Search the data for lines holding the word "window". State how many there are, and nothing else.
*****
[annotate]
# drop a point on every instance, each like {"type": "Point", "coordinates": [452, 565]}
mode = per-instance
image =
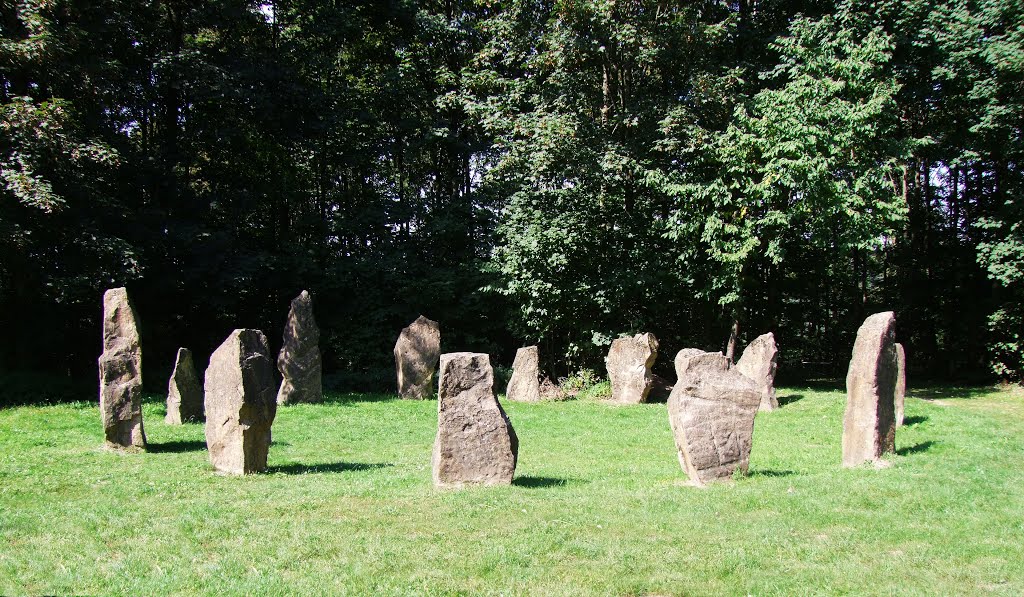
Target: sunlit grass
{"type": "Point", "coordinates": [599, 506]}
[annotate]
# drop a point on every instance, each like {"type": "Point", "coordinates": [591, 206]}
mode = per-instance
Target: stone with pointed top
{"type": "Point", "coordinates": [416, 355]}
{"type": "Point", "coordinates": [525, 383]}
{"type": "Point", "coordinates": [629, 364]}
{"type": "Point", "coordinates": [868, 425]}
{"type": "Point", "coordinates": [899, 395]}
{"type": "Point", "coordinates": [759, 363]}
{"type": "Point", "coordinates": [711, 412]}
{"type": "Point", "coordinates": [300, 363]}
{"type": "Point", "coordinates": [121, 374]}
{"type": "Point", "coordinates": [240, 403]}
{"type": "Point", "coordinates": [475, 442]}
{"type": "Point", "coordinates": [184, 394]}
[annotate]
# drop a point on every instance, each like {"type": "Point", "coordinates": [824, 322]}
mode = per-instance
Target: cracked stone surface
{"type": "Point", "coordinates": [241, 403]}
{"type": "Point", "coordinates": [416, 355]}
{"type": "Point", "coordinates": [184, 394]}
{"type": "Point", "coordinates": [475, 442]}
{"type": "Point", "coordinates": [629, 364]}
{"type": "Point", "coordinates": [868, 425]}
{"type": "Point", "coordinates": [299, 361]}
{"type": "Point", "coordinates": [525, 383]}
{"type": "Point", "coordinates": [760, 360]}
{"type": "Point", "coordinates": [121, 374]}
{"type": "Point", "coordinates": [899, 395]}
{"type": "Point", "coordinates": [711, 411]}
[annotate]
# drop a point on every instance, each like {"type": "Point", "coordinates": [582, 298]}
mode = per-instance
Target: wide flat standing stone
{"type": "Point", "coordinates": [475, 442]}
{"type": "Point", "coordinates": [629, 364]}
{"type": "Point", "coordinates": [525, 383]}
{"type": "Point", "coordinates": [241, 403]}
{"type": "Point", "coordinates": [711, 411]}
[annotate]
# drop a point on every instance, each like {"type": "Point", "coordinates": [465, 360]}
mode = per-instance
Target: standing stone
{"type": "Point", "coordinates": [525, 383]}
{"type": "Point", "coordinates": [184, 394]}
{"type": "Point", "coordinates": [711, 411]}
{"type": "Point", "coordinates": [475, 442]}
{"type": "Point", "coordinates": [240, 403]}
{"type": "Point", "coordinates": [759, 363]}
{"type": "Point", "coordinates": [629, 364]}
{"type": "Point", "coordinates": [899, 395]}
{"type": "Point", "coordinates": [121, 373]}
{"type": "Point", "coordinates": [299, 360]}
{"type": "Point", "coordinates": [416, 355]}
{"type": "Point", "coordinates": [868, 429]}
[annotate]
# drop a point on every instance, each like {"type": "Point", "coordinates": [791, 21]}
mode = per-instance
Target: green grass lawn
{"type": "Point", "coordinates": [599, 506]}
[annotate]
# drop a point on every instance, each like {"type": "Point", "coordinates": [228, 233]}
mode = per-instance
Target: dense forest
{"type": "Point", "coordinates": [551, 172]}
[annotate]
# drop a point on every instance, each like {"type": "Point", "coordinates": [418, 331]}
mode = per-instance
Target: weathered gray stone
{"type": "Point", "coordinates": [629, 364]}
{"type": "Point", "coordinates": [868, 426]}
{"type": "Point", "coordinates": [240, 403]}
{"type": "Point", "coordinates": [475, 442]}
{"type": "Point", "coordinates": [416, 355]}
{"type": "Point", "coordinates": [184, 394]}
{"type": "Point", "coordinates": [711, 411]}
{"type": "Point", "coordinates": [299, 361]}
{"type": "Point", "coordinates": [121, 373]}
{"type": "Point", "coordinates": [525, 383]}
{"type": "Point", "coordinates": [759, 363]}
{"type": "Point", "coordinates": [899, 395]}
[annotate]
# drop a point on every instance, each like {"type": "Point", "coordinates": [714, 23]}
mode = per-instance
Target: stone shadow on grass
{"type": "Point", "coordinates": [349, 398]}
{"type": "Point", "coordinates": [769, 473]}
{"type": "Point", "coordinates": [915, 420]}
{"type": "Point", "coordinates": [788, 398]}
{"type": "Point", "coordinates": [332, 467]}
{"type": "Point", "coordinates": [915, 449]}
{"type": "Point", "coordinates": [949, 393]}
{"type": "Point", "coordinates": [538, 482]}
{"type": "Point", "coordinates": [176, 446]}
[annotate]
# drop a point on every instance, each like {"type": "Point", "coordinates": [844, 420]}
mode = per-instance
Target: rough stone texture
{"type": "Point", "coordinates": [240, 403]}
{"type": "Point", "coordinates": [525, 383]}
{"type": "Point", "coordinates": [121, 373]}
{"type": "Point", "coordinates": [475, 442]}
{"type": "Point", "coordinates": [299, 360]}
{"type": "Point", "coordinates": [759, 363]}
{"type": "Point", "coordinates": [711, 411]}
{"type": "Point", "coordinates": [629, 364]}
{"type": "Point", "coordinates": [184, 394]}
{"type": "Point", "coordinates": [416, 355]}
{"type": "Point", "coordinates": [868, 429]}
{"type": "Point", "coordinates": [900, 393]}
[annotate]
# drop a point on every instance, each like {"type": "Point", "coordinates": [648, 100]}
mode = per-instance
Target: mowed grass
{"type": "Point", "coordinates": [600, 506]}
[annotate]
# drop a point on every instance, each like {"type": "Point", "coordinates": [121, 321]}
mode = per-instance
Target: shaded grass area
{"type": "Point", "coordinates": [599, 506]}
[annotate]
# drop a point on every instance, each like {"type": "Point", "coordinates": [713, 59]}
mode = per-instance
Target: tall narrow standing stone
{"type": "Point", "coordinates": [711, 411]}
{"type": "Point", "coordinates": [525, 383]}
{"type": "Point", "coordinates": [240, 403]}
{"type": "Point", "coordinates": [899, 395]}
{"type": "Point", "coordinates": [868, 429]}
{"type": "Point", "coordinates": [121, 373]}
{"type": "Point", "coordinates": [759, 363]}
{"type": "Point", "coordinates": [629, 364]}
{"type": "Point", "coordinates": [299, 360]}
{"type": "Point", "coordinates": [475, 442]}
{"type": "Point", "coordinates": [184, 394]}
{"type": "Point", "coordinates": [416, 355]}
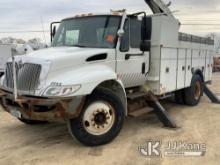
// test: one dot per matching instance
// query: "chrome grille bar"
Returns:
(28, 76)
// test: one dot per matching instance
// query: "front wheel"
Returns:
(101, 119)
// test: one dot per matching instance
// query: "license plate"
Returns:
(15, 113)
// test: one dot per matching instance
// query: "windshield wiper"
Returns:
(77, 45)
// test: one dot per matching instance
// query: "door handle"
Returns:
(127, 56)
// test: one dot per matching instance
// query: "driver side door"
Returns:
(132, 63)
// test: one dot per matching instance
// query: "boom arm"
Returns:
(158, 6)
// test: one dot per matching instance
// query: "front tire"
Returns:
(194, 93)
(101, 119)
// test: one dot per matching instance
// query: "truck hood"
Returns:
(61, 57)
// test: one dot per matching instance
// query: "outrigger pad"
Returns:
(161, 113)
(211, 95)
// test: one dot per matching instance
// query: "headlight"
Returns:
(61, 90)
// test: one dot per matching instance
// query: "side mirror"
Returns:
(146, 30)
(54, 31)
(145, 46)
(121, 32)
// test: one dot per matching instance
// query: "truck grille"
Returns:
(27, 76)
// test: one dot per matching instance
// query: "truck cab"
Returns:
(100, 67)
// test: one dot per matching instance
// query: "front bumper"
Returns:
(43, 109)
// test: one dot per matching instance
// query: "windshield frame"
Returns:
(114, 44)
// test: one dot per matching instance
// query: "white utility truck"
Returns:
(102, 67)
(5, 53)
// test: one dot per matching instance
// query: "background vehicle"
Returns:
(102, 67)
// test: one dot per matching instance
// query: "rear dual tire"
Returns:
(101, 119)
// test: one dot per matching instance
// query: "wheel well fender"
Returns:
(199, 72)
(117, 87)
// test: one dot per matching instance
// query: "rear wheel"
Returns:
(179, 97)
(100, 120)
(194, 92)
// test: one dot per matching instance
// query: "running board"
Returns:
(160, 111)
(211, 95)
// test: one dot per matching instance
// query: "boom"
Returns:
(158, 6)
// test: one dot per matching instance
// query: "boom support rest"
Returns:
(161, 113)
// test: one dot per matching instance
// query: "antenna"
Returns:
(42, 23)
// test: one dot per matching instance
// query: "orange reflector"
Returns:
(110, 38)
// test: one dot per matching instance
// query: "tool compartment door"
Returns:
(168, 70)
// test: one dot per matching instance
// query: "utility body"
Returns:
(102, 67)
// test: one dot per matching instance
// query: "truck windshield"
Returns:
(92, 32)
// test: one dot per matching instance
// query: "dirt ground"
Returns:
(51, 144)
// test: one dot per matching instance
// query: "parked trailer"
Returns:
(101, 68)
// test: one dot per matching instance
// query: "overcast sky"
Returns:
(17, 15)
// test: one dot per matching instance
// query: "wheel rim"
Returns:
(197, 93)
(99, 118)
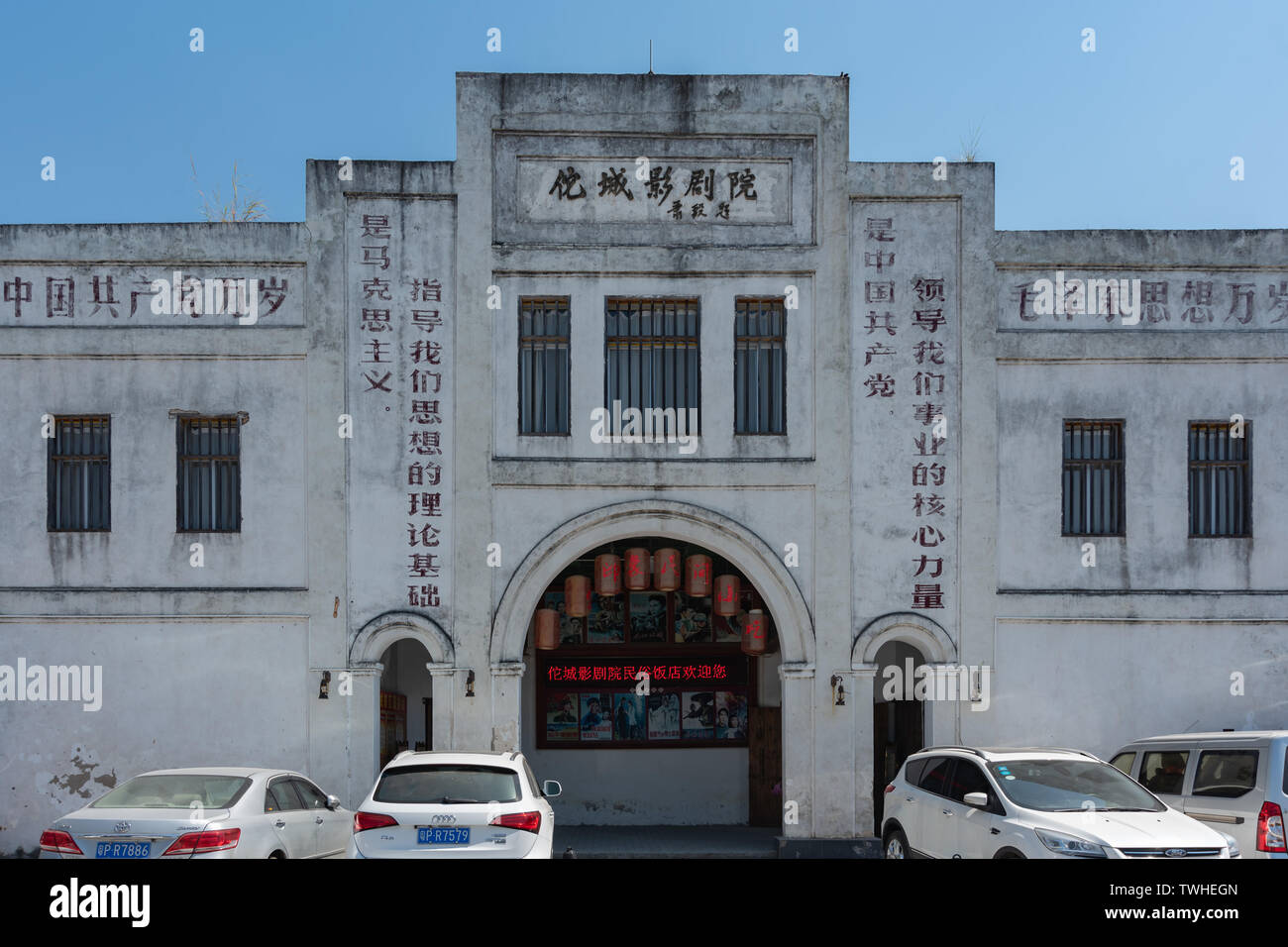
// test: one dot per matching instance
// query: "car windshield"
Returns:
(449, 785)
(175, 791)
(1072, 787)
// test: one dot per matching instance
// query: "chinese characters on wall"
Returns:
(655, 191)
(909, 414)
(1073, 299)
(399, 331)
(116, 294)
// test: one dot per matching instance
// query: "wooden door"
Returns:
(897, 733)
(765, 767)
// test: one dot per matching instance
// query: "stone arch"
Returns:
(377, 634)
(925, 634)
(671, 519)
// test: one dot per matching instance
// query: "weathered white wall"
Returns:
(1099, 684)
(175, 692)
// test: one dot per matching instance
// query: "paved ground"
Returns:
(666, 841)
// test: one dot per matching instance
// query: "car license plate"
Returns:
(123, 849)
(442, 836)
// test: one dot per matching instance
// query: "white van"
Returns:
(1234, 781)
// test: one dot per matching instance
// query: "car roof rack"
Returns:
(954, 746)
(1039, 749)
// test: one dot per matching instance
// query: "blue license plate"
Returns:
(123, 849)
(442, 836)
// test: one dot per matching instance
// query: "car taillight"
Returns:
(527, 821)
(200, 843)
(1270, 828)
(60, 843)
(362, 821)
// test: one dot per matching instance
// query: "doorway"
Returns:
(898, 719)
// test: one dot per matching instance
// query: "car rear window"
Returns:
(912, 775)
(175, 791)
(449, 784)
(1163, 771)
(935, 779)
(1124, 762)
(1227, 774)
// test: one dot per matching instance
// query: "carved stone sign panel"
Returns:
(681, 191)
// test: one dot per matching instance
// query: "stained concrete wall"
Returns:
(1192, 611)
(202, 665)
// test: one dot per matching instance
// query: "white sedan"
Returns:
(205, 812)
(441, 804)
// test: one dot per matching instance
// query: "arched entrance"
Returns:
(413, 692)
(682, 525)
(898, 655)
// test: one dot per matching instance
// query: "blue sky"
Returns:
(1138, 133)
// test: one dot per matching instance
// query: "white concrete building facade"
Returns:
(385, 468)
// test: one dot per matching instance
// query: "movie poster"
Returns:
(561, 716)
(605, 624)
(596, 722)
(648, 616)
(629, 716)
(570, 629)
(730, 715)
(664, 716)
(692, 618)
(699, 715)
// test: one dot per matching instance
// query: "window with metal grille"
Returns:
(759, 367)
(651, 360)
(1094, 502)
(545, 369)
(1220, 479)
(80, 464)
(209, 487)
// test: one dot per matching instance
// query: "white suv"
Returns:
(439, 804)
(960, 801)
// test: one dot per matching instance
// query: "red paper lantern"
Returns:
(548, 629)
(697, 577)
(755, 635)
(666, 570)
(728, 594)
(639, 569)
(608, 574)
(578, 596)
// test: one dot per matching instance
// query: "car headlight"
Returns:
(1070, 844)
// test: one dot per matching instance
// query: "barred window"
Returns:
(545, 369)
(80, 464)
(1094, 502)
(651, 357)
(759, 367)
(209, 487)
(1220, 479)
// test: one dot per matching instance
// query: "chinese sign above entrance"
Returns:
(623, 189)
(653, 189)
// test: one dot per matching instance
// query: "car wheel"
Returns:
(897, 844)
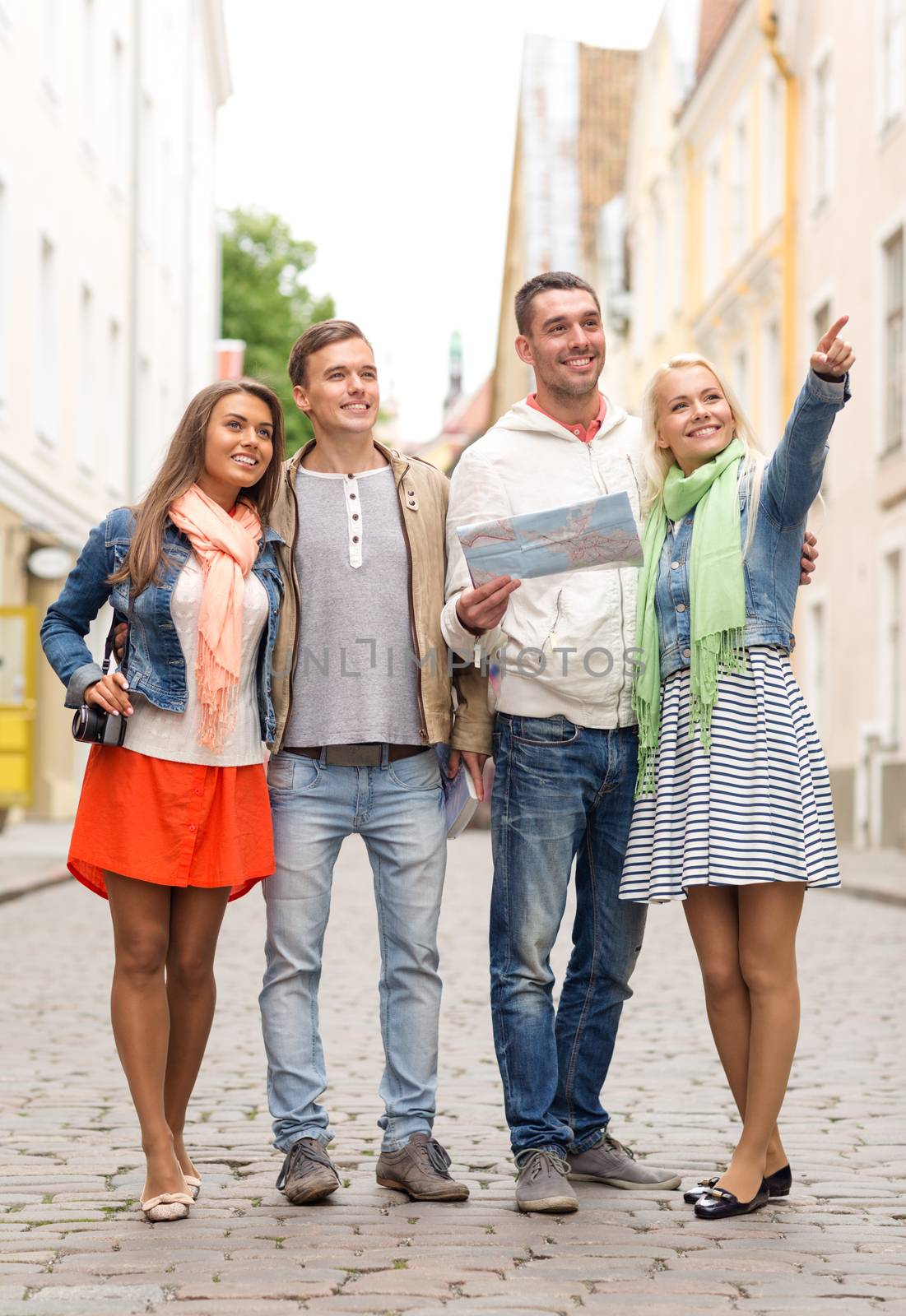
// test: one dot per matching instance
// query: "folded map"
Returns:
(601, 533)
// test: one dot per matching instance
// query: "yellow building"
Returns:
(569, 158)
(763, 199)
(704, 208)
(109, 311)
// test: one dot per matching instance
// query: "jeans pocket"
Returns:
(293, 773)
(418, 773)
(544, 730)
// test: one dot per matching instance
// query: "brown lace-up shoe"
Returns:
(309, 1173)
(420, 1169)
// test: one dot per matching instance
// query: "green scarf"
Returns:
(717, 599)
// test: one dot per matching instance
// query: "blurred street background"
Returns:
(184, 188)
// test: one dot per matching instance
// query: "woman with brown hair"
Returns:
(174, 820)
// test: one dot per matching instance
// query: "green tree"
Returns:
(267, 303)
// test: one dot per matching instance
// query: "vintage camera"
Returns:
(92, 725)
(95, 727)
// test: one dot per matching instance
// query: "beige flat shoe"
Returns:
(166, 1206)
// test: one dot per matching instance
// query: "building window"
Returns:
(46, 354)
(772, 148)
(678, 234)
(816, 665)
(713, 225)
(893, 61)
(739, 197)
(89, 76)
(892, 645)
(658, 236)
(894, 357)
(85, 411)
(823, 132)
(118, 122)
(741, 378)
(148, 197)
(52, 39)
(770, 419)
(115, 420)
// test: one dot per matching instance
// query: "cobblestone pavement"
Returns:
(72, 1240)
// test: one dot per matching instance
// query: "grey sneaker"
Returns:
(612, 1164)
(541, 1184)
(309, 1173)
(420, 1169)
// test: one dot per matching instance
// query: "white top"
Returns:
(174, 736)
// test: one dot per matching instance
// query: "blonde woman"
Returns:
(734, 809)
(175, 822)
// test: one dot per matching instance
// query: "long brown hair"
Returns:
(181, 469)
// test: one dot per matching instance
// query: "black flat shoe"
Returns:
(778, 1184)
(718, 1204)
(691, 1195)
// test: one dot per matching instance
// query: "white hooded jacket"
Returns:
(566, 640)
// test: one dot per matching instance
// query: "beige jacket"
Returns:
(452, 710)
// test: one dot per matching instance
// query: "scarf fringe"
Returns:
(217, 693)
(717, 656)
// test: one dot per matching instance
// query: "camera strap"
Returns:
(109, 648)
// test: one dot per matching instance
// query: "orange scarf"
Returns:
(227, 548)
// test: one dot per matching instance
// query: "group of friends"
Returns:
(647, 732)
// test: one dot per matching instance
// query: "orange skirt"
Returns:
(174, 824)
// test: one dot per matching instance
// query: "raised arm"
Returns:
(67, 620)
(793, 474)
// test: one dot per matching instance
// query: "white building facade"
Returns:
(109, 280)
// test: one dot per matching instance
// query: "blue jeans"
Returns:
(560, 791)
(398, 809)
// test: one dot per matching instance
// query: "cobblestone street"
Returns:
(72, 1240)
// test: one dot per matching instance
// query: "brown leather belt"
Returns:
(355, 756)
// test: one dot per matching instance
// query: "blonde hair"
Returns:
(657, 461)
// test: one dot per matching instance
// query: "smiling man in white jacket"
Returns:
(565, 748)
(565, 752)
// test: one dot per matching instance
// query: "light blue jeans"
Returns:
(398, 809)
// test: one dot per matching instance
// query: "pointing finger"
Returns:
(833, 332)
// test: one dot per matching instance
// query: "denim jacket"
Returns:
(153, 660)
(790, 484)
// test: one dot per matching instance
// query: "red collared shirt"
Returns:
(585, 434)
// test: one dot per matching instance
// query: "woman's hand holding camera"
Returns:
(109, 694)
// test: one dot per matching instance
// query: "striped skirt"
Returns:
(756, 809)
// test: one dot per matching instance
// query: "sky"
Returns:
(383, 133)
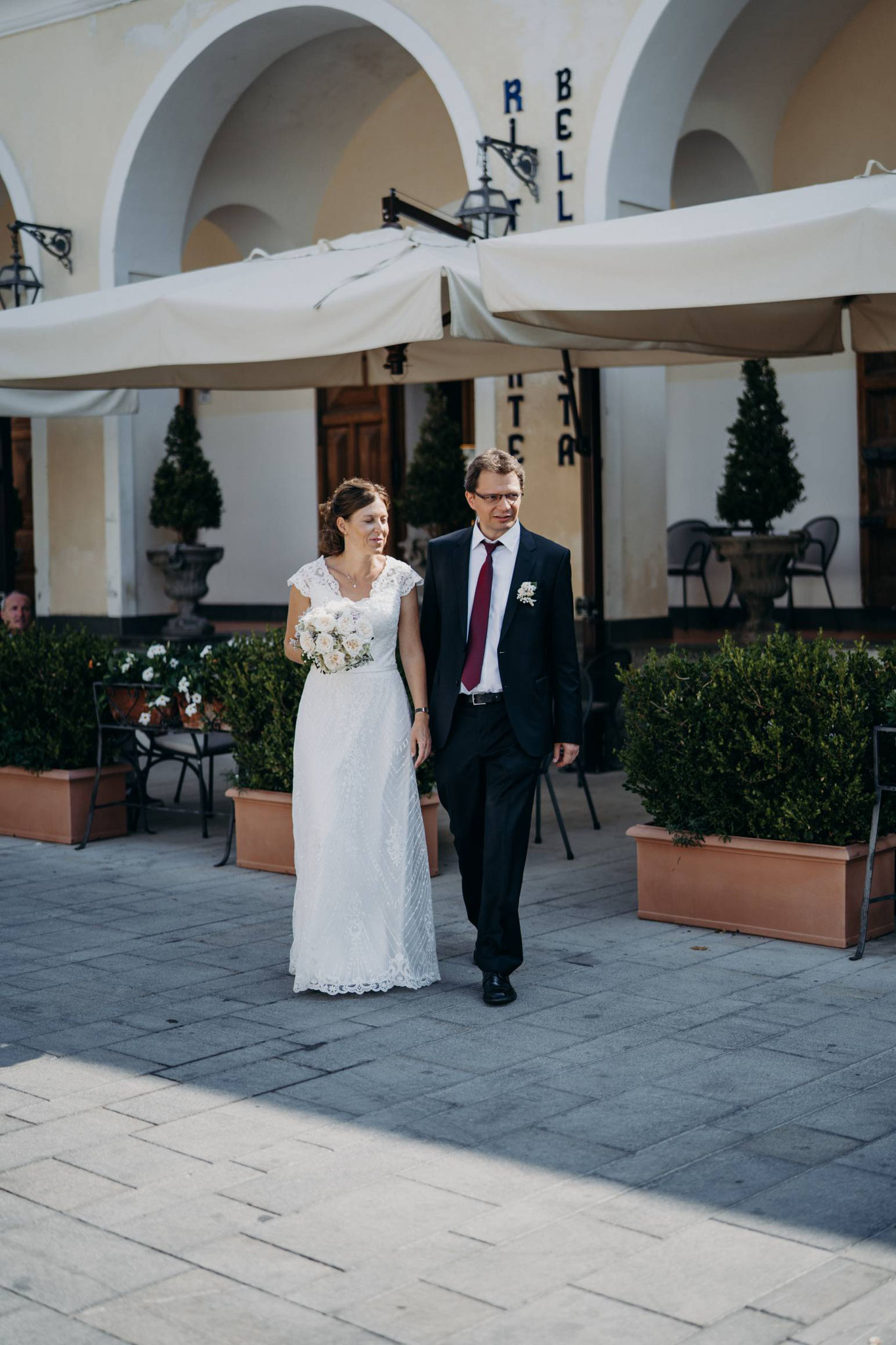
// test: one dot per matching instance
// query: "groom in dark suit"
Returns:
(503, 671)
*****
- [TASK SOLUTION] 4